Assigned task:
Lines below that include "flesh" are the answer; copy each one.

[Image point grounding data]

== Segment start ==

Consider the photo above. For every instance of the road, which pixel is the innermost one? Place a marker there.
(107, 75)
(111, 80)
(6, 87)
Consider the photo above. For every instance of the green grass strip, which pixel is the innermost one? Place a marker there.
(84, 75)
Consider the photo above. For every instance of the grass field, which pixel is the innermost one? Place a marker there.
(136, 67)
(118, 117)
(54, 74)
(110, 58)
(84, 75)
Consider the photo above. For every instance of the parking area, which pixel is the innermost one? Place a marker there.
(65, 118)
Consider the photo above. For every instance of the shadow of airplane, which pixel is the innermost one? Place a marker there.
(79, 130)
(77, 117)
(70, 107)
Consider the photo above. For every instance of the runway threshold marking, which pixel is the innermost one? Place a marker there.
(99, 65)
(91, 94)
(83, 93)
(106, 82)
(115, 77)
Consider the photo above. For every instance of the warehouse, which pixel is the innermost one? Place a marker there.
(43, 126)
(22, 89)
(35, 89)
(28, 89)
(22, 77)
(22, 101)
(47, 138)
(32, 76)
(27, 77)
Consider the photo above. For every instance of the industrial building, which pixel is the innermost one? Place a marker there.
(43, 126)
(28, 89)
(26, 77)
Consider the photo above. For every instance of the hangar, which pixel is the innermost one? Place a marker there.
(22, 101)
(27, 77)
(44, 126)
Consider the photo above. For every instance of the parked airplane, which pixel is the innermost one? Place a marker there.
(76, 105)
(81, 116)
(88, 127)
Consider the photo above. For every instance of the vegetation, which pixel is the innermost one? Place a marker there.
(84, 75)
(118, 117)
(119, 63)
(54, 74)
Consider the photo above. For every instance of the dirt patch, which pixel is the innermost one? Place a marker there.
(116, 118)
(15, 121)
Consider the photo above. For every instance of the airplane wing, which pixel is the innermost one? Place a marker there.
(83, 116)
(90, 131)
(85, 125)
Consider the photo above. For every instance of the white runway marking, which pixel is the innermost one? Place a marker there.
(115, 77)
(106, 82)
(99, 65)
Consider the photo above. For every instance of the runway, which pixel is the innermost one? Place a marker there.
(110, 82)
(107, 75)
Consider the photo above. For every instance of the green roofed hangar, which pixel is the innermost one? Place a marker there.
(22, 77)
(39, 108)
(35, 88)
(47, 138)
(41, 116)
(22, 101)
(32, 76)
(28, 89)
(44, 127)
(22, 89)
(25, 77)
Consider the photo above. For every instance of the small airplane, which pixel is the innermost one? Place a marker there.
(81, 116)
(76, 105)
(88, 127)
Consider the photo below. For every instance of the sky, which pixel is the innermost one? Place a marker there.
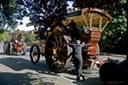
(26, 20)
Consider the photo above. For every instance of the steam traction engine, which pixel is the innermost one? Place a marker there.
(92, 21)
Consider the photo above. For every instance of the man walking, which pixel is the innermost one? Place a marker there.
(77, 53)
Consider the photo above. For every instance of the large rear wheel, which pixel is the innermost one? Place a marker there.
(56, 52)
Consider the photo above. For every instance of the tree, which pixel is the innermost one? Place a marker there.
(42, 12)
(7, 8)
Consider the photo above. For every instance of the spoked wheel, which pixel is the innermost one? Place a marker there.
(35, 54)
(56, 52)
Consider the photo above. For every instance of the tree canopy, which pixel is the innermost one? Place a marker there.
(44, 13)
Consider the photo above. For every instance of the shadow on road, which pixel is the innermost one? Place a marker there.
(18, 64)
(21, 79)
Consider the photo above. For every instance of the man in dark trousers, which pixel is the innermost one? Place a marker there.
(77, 53)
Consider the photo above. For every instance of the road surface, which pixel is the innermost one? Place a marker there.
(18, 70)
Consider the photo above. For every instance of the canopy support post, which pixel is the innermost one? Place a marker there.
(104, 26)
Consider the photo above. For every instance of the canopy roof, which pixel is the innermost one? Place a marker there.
(90, 17)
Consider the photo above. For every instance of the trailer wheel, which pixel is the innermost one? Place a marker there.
(56, 52)
(34, 54)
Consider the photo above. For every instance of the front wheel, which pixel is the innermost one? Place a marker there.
(34, 54)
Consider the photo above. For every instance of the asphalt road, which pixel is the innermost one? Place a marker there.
(18, 70)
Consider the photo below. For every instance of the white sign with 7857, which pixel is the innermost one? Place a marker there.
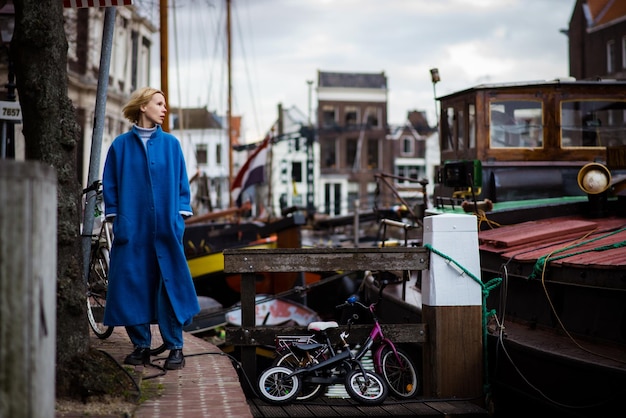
(10, 111)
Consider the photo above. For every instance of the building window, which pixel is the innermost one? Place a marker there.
(218, 154)
(201, 154)
(516, 123)
(372, 120)
(352, 116)
(329, 116)
(372, 154)
(296, 171)
(610, 57)
(407, 145)
(328, 153)
(351, 147)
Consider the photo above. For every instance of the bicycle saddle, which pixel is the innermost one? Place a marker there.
(322, 325)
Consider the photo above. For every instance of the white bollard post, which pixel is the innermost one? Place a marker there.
(28, 254)
(457, 237)
(452, 309)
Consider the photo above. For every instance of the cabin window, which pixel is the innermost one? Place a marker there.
(329, 116)
(408, 172)
(516, 124)
(447, 130)
(352, 116)
(296, 171)
(593, 123)
(471, 134)
(624, 52)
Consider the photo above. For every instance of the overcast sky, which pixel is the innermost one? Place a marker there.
(279, 45)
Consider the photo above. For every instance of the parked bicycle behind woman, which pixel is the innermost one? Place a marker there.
(146, 192)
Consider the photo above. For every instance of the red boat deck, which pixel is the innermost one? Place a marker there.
(567, 241)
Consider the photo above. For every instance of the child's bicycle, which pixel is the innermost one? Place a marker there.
(281, 385)
(390, 362)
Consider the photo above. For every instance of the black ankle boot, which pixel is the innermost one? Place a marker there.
(139, 356)
(176, 360)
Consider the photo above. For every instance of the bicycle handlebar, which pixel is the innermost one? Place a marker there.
(93, 187)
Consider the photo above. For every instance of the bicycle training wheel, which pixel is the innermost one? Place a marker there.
(97, 283)
(276, 388)
(400, 374)
(158, 346)
(366, 387)
(309, 390)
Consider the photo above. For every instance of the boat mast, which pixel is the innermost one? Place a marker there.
(230, 100)
(164, 57)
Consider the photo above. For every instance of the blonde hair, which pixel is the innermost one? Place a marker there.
(141, 97)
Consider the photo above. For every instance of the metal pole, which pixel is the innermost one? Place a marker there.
(98, 129)
(434, 75)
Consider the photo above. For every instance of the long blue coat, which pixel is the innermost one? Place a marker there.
(147, 189)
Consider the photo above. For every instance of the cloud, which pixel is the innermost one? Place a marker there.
(277, 45)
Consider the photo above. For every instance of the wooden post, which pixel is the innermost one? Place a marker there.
(452, 309)
(28, 249)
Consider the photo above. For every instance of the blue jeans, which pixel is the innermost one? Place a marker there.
(171, 329)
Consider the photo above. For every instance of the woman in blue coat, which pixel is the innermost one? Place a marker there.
(146, 192)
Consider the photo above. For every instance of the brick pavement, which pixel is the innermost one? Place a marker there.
(208, 385)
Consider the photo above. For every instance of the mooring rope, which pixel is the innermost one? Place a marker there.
(540, 265)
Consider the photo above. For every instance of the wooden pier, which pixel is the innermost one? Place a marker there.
(454, 337)
(337, 407)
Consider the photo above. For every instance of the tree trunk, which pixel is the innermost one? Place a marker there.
(39, 52)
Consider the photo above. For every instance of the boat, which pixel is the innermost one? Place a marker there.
(275, 311)
(542, 167)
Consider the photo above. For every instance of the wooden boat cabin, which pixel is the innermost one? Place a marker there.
(516, 141)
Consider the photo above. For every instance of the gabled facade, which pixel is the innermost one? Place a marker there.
(597, 40)
(204, 141)
(129, 69)
(409, 165)
(352, 134)
(294, 171)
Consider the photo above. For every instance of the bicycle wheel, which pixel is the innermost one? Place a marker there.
(309, 390)
(366, 387)
(400, 374)
(97, 283)
(276, 388)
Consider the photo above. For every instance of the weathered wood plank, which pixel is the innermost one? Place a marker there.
(325, 259)
(398, 333)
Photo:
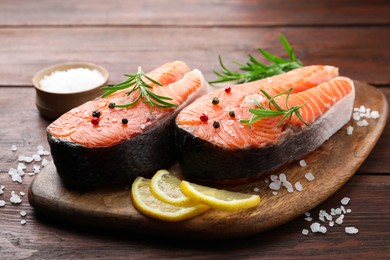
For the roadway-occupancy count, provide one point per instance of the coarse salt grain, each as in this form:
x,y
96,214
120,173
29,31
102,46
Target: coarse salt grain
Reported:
x,y
15,198
362,123
309,176
349,130
72,80
302,163
298,186
345,201
351,230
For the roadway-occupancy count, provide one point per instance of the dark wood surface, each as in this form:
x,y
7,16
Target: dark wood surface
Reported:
x,y
120,35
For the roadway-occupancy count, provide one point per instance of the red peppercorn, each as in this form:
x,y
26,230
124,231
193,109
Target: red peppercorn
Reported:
x,y
204,118
95,120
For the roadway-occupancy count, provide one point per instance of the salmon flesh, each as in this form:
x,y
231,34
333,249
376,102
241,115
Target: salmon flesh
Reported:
x,y
230,151
88,155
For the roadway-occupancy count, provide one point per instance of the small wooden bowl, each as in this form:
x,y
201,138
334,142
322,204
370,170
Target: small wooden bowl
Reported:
x,y
52,105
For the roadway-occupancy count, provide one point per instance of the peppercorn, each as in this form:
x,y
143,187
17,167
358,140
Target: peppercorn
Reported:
x,y
204,118
95,120
111,105
96,113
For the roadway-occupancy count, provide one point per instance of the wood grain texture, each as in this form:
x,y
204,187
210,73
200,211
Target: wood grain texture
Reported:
x,y
122,50
332,164
47,238
194,13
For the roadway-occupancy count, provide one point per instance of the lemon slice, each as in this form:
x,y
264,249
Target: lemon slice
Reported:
x,y
219,199
166,187
149,205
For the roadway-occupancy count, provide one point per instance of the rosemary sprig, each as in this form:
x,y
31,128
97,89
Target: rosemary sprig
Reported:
x,y
136,82
262,112
255,70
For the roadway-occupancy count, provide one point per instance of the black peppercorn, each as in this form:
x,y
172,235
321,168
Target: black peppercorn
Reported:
x,y
96,113
232,114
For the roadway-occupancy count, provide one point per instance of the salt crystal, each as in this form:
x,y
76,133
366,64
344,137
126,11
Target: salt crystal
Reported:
x,y
309,176
340,219
345,201
362,123
275,185
356,116
36,157
323,229
15,198
351,230
349,130
315,227
375,114
16,178
72,80
44,162
12,171
302,163
28,159
21,166
298,186
20,172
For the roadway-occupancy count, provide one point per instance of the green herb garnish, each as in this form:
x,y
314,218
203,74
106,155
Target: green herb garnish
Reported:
x,y
136,82
254,70
263,112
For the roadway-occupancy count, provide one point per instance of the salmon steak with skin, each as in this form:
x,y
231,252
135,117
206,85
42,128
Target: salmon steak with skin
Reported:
x,y
88,155
223,149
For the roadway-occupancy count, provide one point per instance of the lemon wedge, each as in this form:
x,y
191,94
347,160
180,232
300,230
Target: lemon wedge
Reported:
x,y
219,199
149,205
166,187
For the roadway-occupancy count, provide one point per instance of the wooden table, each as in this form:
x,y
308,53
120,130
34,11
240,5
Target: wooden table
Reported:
x,y
120,35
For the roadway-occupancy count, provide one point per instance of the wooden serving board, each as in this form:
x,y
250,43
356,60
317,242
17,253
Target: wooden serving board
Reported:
x,y
332,164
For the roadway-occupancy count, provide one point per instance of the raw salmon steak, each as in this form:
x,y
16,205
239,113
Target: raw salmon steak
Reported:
x,y
88,155
216,146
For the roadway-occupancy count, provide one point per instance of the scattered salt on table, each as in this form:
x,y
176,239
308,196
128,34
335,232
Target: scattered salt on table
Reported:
x,y
302,163
309,176
72,80
351,230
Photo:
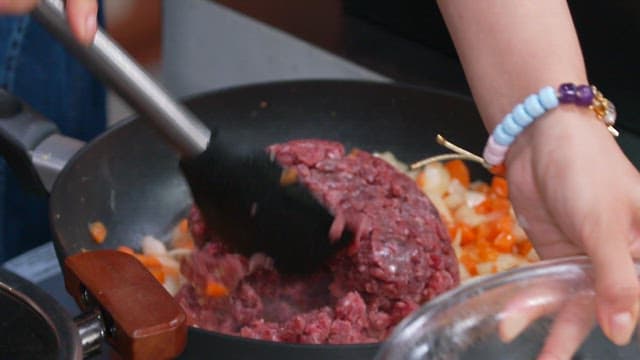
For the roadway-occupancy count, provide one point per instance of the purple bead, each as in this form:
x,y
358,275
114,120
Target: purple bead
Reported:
x,y
584,95
567,93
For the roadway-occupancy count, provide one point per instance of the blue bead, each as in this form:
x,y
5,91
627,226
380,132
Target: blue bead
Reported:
x,y
533,107
510,127
521,116
548,98
501,137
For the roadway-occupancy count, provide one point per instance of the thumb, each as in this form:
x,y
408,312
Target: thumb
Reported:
x,y
83,19
617,289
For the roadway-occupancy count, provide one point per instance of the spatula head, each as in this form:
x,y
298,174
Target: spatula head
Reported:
x,y
239,191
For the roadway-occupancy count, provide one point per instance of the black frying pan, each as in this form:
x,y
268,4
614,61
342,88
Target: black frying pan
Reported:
x,y
129,178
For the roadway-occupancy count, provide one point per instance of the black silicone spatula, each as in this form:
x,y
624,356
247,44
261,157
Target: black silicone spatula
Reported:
x,y
237,188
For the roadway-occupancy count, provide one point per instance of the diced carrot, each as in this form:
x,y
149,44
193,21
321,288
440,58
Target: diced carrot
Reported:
x,y
98,231
453,231
482,232
125,249
149,261
504,224
216,289
183,226
524,247
421,179
504,242
484,207
458,170
157,273
499,186
467,235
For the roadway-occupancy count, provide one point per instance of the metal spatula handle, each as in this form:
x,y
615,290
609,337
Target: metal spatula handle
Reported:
x,y
107,60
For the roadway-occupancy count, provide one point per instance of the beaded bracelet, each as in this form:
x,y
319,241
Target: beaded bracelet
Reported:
x,y
538,104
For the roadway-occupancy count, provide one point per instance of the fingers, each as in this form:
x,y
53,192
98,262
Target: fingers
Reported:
x,y
83,19
16,6
527,307
570,328
616,283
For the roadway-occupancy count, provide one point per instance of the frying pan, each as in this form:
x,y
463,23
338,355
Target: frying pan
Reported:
x,y
129,179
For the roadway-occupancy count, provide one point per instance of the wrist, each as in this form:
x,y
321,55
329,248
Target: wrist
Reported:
x,y
538,105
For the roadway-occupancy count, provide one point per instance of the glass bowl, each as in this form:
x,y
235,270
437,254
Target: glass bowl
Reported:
x,y
511,315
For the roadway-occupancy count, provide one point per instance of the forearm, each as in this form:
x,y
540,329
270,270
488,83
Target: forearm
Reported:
x,y
512,48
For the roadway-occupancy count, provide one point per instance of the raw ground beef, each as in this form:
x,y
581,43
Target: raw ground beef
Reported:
x,y
399,258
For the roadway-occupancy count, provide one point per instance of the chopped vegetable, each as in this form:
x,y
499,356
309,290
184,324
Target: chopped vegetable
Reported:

== Segment end ==

Solution:
For the roadway-occupancy count, provide one point per instance of the salmon flesh, each as in this form:
Target: salmon flesh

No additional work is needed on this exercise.